## What you have to do
Write out the listing below again, swapping "one marker apiece" for "a single marker each" each time it appears and keeping everything else the same. Leave the pictures out.

Source data
====
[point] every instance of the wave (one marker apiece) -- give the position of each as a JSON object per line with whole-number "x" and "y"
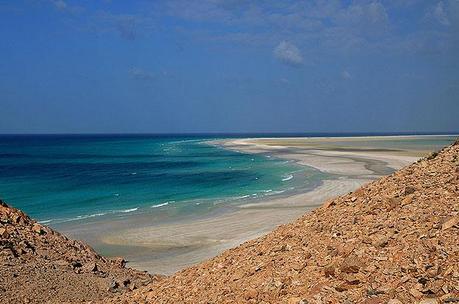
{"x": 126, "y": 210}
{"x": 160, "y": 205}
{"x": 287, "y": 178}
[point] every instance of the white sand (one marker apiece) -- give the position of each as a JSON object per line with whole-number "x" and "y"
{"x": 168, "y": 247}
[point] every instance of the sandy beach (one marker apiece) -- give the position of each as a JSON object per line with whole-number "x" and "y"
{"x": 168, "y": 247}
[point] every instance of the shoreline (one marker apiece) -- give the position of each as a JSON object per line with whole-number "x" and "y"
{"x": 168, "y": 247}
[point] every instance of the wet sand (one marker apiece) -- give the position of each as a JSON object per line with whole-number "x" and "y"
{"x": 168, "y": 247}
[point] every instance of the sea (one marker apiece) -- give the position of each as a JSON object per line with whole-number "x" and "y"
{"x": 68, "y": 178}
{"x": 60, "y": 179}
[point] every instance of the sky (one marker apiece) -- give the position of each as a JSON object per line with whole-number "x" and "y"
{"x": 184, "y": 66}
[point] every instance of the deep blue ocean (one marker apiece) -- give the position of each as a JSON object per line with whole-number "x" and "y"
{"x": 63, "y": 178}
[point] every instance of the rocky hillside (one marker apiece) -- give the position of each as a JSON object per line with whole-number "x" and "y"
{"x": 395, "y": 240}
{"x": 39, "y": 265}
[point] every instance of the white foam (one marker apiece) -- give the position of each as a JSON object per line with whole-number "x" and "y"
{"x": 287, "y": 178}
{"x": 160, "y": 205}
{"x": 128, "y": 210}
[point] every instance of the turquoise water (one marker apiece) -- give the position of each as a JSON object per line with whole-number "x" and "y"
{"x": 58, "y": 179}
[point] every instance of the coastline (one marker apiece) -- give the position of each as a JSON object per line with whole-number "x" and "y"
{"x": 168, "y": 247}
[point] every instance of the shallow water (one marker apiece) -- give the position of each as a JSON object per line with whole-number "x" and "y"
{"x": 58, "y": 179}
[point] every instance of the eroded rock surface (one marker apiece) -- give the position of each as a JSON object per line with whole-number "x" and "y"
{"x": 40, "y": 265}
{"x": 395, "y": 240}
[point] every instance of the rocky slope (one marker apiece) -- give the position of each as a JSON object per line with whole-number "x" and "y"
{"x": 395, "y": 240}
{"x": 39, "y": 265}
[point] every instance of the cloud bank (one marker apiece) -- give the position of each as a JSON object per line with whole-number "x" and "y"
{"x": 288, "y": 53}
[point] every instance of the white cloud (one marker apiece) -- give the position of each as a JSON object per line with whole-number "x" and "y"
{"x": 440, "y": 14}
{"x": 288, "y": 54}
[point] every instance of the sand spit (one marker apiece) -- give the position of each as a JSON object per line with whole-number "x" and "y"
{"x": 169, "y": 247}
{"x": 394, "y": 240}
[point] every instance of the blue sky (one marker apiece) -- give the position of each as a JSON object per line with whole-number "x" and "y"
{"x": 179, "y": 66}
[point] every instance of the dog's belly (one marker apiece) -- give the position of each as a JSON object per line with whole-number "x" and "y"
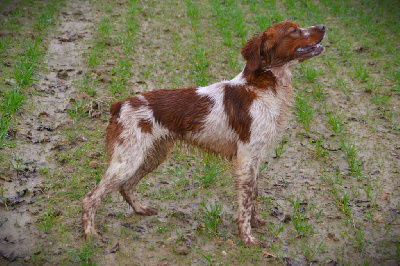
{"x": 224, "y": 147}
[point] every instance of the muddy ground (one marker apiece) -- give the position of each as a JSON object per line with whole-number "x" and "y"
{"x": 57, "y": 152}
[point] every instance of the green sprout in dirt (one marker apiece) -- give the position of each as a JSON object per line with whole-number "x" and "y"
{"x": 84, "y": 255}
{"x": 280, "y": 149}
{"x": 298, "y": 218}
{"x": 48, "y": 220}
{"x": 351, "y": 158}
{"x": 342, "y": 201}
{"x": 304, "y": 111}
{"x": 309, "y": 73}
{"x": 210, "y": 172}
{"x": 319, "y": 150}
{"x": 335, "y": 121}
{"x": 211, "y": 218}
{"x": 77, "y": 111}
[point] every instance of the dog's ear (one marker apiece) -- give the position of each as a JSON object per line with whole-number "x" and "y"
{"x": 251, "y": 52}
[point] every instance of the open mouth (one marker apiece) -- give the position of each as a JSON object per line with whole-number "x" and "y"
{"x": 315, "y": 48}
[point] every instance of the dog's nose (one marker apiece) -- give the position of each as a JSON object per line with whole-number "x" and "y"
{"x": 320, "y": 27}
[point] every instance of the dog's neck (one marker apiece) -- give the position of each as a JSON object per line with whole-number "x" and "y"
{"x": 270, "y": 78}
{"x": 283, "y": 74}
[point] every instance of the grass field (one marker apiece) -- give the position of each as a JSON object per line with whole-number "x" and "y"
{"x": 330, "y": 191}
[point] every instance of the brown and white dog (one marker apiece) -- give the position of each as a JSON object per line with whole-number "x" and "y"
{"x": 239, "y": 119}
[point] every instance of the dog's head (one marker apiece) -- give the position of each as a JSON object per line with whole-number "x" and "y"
====
## Completed exercise
[point] every instance of the wave (a single marker each) -- give the position of each as a JSON object per line with whole-number "x" and "y"
{"x": 126, "y": 210}
{"x": 160, "y": 205}
{"x": 287, "y": 178}
[point] every instance of the white sand (a single marker each) -- give the position of each as a JSON object per line with whole-number "x" and "y"
{"x": 168, "y": 247}
[point] every instance of the sandy beach (a single marker each) -- give the position of each as a JSON object per line with whole-number "x" and "y"
{"x": 168, "y": 247}
[point] every instance of the shoreline (a single marker each) -- give the position of each as a JSON object per line with whole-number "x" and "y"
{"x": 168, "y": 247}
[point] every instance of the wet sand (a single marker each) -- give the position of each as a JSON object per line with whole-number "x" and "y"
{"x": 168, "y": 247}
[point] every instance of the sea (a single marker each) -- give the position of each as a JSON object per line with whole-number "x" and "y"
{"x": 68, "y": 178}
{"x": 60, "y": 179}
[point] every instance of the sky (a single marker each) -- give the position of each as a JSON object per line with whole-number "x" and "y"
{"x": 184, "y": 66}
[point] every instance of the deep blue ocean (a single marker each) -- give the position of each as a JSON object per line with whole-number "x" and "y"
{"x": 63, "y": 178}
[point] every instance of the rocky hillside (a single marker each) -- give the position of each as a JSON object per line with whole-number "x" and "y"
{"x": 395, "y": 240}
{"x": 39, "y": 265}
[point] every instance of the white foam (a single marker each) -- give the position of each as a JSON object per line with whole-number "x" and "y"
{"x": 287, "y": 178}
{"x": 160, "y": 205}
{"x": 128, "y": 210}
[point] every instance of the turquoise water (a single marker each) -- give the position of each as a JSON object per line with whole-number "x" and "y"
{"x": 58, "y": 179}
[point] every instance of the coastline (a single marker each) -- give the position of each as a JSON object per line with whole-number "x" and "y"
{"x": 168, "y": 247}
[point] every instance of the shallow water (a single marker each) -- give the position of each as a JSON object per line with whole-number "x" and "y"
{"x": 58, "y": 179}
[point] every instance of the eroded rock surface (a single marker each) -- give the position of each as a JSON object per line with whole-number "x" and "y"
{"x": 40, "y": 265}
{"x": 395, "y": 240}
[point] every instance of the rocky slope (a single marker each) -- give the position of each as a JSON object per line with whole-number "x" and "y"
{"x": 395, "y": 240}
{"x": 39, "y": 265}
[point] every instance of the cloud bank (a single marker each) -- give the position of each as a JSON object per line with whole-number "x" and "y"
{"x": 288, "y": 53}
[point] every instance of the white cloud (a single marker each) -- give the position of each as a JSON object per line with whole-number "x" and "y"
{"x": 440, "y": 14}
{"x": 288, "y": 54}
[point] every instance of the sand spit (a single marker each) -- give the position of each as a JSON object per line with whole-number "x" and "y"
{"x": 169, "y": 247}
{"x": 394, "y": 240}
[point] every instance of the blue sky (a single marker each) -- give the position of each as a JSON object per line with whole-number "x" and "y"
{"x": 179, "y": 66}
[point] every instance of the dog's belly (a single marker each) -- give the position of each as a JSON object per line with whole-number "x" and "y"
{"x": 224, "y": 147}
[point] every instance of the muddy ground (a single marker each) -- give the position of each as a JSON object per line with whole-number "x" and "y"
{"x": 57, "y": 152}
[point] every instance of the green sprout in dirt (a single marker each) -- give the position of each as a JSON object per line with whole-number "x" and "y"
{"x": 84, "y": 255}
{"x": 280, "y": 149}
{"x": 298, "y": 218}
{"x": 48, "y": 220}
{"x": 351, "y": 158}
{"x": 342, "y": 201}
{"x": 304, "y": 111}
{"x": 309, "y": 73}
{"x": 210, "y": 172}
{"x": 319, "y": 150}
{"x": 335, "y": 121}
{"x": 211, "y": 218}
{"x": 77, "y": 111}
[point] every instance of the dog's ear (a single marker each) -- give the position of each as a JSON object per line with whole-number "x" and "y"
{"x": 251, "y": 52}
[point] every instance of the open mouth (a single marker each) -- give the position of each as a JSON object per line with whole-number "x" and "y"
{"x": 315, "y": 48}
[point] every instance of the dog's nose (a single marker each) -- give the position of each as a JSON object per line with whole-number "x" and "y"
{"x": 320, "y": 27}
[point] every instance of the dog's neck (a single marker each) -- give the position of each as a JSON object per line with whole-number "x" and "y"
{"x": 270, "y": 78}
{"x": 283, "y": 74}
[point] every instance of the grass field (a single marker each) -- give the position of each as a JSON object per line with whole-number "x" and "y"
{"x": 330, "y": 191}
[point] every instance of the brown and white dog (a single marker each) -- give the position of each as a JSON object per line with whole-number "x" and "y"
{"x": 239, "y": 119}
[point] every instance of the dog's head (a single marker each) -- give the position of each as a JSON object per line with whole-number "x" and "y"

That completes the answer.